── Information supplied

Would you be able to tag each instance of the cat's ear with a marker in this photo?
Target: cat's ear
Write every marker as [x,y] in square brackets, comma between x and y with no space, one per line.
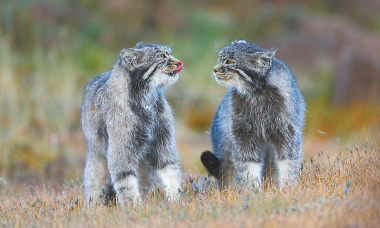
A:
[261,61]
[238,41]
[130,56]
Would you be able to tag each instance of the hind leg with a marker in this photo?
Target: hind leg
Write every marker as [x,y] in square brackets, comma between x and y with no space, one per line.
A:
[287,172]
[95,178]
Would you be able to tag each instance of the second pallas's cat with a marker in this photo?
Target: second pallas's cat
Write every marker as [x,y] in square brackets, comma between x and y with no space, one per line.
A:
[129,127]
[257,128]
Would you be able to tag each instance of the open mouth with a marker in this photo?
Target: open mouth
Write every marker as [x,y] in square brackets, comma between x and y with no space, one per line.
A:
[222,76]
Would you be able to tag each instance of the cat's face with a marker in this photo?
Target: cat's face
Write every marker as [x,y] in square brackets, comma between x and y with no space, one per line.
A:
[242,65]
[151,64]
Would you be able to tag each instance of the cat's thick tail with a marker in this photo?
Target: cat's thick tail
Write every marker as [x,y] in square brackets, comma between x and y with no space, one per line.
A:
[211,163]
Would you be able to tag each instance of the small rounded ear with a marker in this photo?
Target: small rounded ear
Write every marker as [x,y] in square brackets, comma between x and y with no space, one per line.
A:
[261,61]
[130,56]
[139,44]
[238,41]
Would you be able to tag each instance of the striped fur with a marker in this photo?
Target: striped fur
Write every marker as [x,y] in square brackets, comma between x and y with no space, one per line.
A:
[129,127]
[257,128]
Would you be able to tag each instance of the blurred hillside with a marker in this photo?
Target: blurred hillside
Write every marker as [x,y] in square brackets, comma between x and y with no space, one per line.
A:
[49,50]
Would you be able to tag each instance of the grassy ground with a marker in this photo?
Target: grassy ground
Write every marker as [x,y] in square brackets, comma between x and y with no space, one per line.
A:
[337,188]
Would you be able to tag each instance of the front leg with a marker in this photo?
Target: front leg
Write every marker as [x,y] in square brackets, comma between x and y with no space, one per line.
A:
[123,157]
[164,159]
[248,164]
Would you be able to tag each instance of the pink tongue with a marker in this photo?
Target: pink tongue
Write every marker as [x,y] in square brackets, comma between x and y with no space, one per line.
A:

────

* _What the exercise asks_
Reproduce, word for word, only the lines from the one that contains "Would you be able to tag each instance of the blurred" through the final line.

* _Task result_
Would you be able to tag each instance of the blurred hillside with a marker in this photo?
Target: blurred hillside
Write every marker as [x,y] in square brackets, comma between x and y with no space, one per line.
A:
[49,50]
Would you be able to tag each instance of the grassy ground with a marker in this photo?
Target: grassy ground
Write every marker as [x,y] in square brackets, comma between x and y with no space, one per line.
A:
[337,188]
Would you be able to tag each instance of the front leg with a marker in this photo?
Target: front leg
Write every marker as [x,y] in square brackets, comma between x and y with no space, one per line.
A:
[123,157]
[164,159]
[248,164]
Would you be able to tag each instance of the pink tongue with a marker in this photo?
Target: pink tongue
Write every marker as [x,y] in square brackets, comma between x and y with no space, one per line.
A:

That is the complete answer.